Transcribe the data verbatim and drop its images.

--- Provided records ---

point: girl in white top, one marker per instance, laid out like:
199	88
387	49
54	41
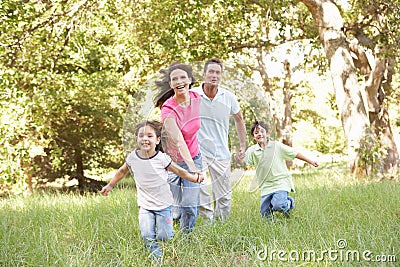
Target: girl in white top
149	166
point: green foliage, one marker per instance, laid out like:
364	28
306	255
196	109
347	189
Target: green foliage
371	155
62	103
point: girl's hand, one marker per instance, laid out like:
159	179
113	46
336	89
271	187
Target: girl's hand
104	191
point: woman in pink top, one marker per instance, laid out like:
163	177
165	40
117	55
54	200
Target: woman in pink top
180	113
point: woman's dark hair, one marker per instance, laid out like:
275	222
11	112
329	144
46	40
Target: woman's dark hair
257	124
165	91
156	125
213	61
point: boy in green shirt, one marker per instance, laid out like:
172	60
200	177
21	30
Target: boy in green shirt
274	179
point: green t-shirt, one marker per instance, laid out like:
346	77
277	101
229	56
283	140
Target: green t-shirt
271	170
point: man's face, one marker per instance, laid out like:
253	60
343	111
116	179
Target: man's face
213	74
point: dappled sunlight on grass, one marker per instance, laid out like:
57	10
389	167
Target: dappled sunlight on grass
92	230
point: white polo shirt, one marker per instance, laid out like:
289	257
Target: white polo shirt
214	116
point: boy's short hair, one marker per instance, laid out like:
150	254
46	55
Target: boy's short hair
257	124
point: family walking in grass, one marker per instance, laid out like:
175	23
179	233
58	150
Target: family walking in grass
194	135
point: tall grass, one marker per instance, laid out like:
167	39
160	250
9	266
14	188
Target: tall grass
338	221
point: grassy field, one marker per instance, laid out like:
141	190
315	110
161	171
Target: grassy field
338	221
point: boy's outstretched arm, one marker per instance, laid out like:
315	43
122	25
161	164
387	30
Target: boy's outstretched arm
196	177
122	171
304	158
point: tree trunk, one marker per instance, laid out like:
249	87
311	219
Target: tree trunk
349	99
287	120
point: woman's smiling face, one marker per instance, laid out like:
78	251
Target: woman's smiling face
179	81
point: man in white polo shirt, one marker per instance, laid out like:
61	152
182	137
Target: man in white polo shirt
217	104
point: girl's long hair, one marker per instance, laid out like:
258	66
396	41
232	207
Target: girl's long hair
157	126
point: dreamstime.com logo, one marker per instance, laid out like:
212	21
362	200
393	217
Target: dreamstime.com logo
340	254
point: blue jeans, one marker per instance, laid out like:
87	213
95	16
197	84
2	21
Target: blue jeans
186	196
155	225
276	201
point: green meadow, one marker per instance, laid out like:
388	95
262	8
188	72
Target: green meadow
338	221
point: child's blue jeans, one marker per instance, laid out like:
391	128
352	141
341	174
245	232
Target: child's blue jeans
155	225
276	201
186	196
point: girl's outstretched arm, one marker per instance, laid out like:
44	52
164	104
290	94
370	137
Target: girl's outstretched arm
122	171
304	158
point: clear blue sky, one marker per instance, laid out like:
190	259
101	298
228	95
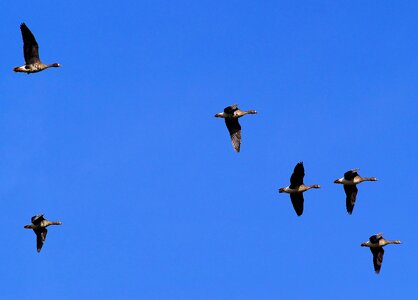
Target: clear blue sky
120	144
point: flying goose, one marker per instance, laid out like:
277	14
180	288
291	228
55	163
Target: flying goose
376	243
39	225
350	180
296	188
231	115
30	51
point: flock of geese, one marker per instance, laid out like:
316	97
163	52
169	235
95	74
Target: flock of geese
231	114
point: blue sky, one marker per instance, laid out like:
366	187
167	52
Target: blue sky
120	144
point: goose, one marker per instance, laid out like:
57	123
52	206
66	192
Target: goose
30	51
297	188
39	225
376	243
350	180
231	115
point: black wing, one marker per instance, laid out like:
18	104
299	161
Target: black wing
297	177
351	195
234	131
377	258
40	237
349	175
231	109
36	220
374	239
297	202
30	46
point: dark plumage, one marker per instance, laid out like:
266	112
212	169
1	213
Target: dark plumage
350	180
231	115
376	243
31	53
39	224
297	188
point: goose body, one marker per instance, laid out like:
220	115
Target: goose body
231	115
297	188
350	180
31	53
376	243
39	224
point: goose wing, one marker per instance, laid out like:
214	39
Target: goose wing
30	46
36	220
349	175
297	176
351	195
297	202
374	239
234	129
40	237
231	109
377	258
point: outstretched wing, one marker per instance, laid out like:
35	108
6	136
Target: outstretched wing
297	202
349	175
40	237
234	129
230	109
30	46
374	239
377	258
297	177
36	220
351	195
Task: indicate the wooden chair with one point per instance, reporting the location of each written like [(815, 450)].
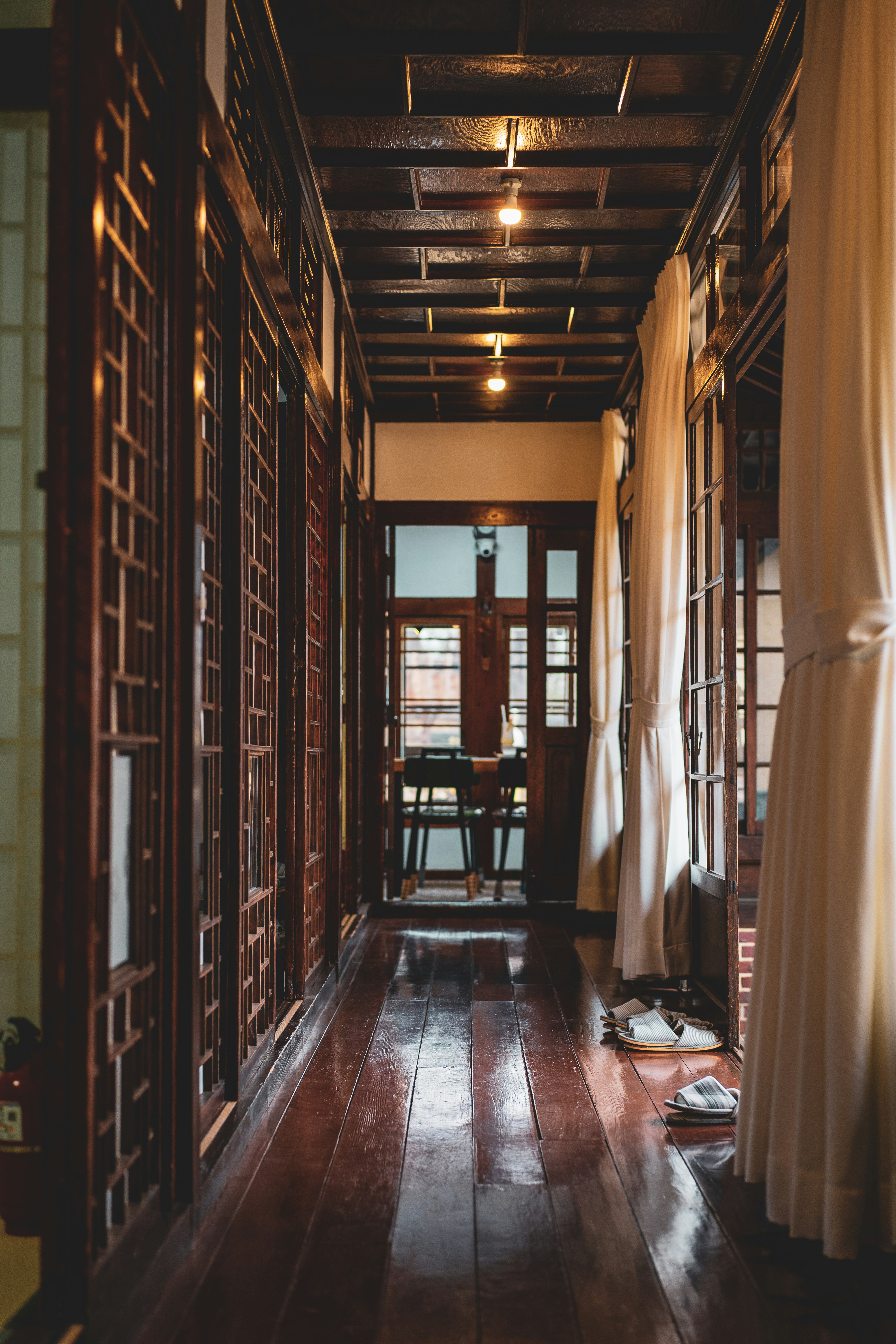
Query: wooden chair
[(452, 772), (511, 814)]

---

Solution to this exercise:
point: girl in white top, one marker per instance, laid out like:
199	88
387	49
54	41
Target: girl in white top
149	166
point: green foliage, one marker per instance, laid out like:
364	28
306	255
196	109
347	189
Target: green foliage
371	155
62	103
point: girl's hand, one marker per instance, laid out like:
159	179
113	46
336	89
271	187
Target: girl's hand
104	191
point: woman in pink top, one marker per instance, laid out like:
163	177
165	40
117	55
54	200
Target: woman in pink top
180	113
point: woman's dark hair, one marker per instance, laid out like:
275	222
11	112
329	144
46	40
Target: woman's dark hair
257	124
165	91
156	125
213	61
point: boy in green shirt, one marker per instance, laid out like:
172	60
200	177
21	30
Target: boy in green shirt
274	179
point: green t-shirt, one marker per instance, laid out like:
346	77
277	101
229	56
283	140
Target: green t-shirt
271	170
point: man's face, one marker per instance, laid out like:
253	60
343	111
116	179
Target: man's face
213	74
point: dappled sunlight on grass, one marker per instance, laid out like:
57	10
389	167
Target: dappled sunlight on grass
92	230
point: white polo shirt, one marker per instance, laid out like:
289	257
Target: white polo shirt
214	116
point: boy's short hair, one marker per instance, laid out like:
150	254
46	55
Target: boy's short hair
257	124
point: family walking in grass, one marker per instance, laid out like:
175	23
179	233
58	150
Target: family walking in grass
194	135
point: tall grass, one marker per instance, laid out like:
167	39
160	250
9	266
14	188
Target: tall grass
338	221
point: grassy field, one marker per instance, laid out like:
141	190
315	110
161	171
Target: grassy field
338	221
point: boy's outstretched arm, one marker per instance, laid out like:
315	43
122	25
161	164
387	30
Target: boy's outstretched arm
196	177
122	171
304	158
point: tree trunk, one marker per instance, laid out like:
249	87
311	219
Target: tree trunk
349	99
287	120
point: woman's smiling face, one marker per instance, laid out like:
78	251
Target: woman's smiling face
179	81
point: man in white polo shirt, one marker per instance, laid out like:
61	152
182	137
Target: man in white polo shirt
217	104
point: girl's long hair, one marker per instance, laid out like:
258	66
396	41
232	207
Target: girl's long hair
157	126
point: dreamstime.com logo, one marker per instance, laid out like:
212	21
362	200
393	217
Target: dreamstime.com logo
340	254
point: blue jeans, one marker per instance, laid out like:
87	213
95	16
197	84
2	21
Target: blue jeans
186	196
155	225
276	201
point: green meadow, one marker per instance, laid out like:
388	95
262	8
188	72
Target: green meadow
338	221
point: child's blue jeans, one marker per instance, laid out like:
391	128
352	141
341	174
245	232
Target: child's blue jeans
155	225
276	201
186	196
point: girl's outstretched arm, one marker per instance, laid out like:
44	52
164	104
290	94
370	137
Target: girl's outstretched arm
122	171
304	158
point: clear blue sky, one marker per instance, laid out like:
190	259
101	298
228	95
Target: clear blue sky
120	144
point: flying goose, one marker per instance, laid out like:
277	14
180	288
291	228
55	163
Target: flying goose
376	243
39	225
350	180
296	188
231	115
30	51
point: flock of geese, one marker per instance, laid out like:
316	97
163	52
169	235
95	74
Target: flock of geese
231	114
point: blue sky, one marker per instance, laid out like:
366	187
167	52
Target: blue sky
120	144
point: goose, one marker per instance, laid out like:
57	123
52	206
66	192
Target: goose
30	51
297	188
39	225
376	243
350	180
231	115
point: black wing, one marker per instance, laid out like:
18	104
299	161
Target: black wing
297	177
351	195
234	131
377	258
40	237
349	175
231	109
36	220
374	239
297	202
30	46
point: dark plumage, one marker per instance, laid out like:
266	112
212	169
1	213
Target: dark plumage
350	180
231	115
376	243
31	53
39	224
297	188
point: goose body, one marker per instance, laid out like:
220	115
Target: goose body
231	115
297	188
350	180
31	53
376	243
39	224
point: goose wing, one marker per instance, laid out like:
214	39
Target: goose wing
30	46
36	220
349	175
297	176
351	195
297	202
374	239
234	129
40	237
231	109
377	258
point: outstretched wing, one marker per instance, laid out like:
35	108
6	136
Target: outstretched wing
297	202
349	175
40	237
234	129
230	109
30	46
374	239
377	258
297	177
36	220
351	195
Task: indicate the wooden chair with one point per instance, reporting the location of each written like [(815, 450)].
Query: wooden chair
[(452, 772), (511, 814)]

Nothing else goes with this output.